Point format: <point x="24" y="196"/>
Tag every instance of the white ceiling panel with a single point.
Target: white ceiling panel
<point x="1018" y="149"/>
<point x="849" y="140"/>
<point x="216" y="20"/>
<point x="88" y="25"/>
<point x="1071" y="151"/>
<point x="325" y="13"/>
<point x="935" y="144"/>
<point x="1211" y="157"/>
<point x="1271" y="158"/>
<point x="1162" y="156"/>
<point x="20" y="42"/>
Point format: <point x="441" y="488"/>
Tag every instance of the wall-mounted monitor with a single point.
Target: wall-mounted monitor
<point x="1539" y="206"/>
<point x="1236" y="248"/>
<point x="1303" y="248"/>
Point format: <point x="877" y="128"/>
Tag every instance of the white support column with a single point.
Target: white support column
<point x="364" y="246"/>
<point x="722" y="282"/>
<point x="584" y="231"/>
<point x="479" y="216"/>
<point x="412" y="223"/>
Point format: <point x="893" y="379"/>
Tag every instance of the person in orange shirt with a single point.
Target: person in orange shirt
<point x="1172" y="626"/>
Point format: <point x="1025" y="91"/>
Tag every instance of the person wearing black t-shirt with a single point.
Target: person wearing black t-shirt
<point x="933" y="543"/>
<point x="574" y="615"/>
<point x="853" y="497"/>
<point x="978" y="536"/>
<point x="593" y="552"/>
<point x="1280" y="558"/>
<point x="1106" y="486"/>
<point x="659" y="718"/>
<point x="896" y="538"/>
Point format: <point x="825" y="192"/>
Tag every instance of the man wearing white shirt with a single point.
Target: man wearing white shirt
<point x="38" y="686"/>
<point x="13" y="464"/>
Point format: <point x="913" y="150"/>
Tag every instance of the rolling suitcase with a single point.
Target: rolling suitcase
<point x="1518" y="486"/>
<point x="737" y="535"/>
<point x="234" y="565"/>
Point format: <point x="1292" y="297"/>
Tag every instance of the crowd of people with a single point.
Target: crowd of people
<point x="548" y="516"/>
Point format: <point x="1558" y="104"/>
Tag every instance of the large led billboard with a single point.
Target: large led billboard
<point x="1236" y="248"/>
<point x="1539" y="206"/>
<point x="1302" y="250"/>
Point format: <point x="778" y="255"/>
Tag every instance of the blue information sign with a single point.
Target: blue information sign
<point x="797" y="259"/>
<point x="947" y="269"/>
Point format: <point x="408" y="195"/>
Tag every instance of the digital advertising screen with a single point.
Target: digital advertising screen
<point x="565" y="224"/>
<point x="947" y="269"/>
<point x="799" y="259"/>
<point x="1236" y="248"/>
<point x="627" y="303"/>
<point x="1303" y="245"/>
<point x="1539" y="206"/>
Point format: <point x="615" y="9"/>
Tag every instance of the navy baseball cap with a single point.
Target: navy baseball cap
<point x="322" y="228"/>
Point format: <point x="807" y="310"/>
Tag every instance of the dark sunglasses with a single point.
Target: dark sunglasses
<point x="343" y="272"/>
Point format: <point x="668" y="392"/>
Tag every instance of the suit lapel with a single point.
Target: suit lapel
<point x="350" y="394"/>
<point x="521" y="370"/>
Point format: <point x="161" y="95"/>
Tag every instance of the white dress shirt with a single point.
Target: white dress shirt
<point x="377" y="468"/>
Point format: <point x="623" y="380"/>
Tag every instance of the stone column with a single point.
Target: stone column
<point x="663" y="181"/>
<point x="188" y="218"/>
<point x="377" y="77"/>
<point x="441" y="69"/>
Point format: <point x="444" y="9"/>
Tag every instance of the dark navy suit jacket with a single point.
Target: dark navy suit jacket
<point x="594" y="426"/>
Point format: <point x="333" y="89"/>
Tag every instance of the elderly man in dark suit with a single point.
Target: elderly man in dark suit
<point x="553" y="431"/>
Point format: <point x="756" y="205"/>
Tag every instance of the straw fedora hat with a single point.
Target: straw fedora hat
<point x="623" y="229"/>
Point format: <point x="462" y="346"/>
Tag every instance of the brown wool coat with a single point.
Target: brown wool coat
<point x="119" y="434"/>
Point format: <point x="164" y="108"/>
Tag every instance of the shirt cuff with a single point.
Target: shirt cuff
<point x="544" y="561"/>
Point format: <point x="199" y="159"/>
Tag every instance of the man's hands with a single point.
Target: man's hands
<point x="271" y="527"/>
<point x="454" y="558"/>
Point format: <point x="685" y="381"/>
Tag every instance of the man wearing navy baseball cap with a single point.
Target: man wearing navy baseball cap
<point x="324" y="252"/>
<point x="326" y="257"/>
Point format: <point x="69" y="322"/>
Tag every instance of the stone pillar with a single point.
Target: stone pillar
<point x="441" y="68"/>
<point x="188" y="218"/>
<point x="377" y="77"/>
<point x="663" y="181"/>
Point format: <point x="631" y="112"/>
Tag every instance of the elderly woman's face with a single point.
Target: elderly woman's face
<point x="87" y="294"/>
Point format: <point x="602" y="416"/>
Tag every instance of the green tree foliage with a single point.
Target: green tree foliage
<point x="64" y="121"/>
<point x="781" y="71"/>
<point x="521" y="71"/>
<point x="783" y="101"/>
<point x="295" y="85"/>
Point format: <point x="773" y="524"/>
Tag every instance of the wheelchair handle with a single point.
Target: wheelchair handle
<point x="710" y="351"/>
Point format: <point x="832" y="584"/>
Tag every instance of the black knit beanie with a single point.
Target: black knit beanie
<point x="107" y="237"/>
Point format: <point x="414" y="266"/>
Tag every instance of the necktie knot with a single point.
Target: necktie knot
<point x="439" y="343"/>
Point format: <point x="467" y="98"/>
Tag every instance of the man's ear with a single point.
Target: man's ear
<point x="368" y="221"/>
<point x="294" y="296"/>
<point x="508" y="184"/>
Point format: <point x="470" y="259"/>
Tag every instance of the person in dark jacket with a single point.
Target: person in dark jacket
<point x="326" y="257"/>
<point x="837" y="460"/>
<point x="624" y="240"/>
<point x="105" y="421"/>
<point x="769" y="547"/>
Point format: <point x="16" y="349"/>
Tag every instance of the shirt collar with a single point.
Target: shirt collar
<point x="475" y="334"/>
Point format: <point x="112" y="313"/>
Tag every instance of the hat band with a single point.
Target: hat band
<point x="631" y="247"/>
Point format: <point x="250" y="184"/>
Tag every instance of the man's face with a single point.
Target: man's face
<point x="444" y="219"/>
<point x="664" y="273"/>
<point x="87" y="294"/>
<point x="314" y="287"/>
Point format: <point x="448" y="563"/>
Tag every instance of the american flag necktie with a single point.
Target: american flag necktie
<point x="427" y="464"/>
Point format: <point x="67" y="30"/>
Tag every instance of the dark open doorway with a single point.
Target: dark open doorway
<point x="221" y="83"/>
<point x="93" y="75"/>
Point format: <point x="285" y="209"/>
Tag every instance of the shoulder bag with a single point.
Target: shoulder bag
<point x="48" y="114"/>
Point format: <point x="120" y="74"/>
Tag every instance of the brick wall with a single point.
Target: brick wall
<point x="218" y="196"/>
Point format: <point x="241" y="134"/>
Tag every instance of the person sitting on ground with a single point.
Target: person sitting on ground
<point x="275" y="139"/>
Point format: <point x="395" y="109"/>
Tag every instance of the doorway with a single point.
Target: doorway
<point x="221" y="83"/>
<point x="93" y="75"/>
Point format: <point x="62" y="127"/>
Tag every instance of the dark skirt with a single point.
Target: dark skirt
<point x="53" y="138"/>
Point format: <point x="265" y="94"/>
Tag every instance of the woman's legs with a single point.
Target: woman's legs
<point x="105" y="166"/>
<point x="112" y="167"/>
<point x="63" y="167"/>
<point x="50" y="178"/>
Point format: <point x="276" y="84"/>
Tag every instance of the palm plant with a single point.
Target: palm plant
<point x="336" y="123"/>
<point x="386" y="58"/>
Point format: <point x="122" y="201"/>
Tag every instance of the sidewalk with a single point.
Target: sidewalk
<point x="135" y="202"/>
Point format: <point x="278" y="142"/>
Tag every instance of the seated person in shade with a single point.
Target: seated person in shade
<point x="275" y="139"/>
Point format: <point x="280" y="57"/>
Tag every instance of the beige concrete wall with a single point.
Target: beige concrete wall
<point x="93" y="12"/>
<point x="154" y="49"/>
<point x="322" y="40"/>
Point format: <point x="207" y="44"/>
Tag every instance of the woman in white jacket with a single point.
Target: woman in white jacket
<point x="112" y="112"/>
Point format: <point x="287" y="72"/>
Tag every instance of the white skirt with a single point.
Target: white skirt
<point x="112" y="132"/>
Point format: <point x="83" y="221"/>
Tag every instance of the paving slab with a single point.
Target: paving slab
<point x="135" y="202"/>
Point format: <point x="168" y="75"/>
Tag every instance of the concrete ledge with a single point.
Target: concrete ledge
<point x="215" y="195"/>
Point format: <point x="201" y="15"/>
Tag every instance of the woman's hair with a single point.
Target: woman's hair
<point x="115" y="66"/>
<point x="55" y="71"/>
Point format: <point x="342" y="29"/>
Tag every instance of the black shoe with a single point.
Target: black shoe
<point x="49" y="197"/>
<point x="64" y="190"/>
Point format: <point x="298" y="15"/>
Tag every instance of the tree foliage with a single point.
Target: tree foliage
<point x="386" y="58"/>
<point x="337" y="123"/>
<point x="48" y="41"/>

=====

**Task:** Pull out every line of the listing above that contains the string "wheelchair". Letter case counts.

**Exercise output:**
Tag every instance of the wheelchair handle with a single point.
Target: wheelchair handle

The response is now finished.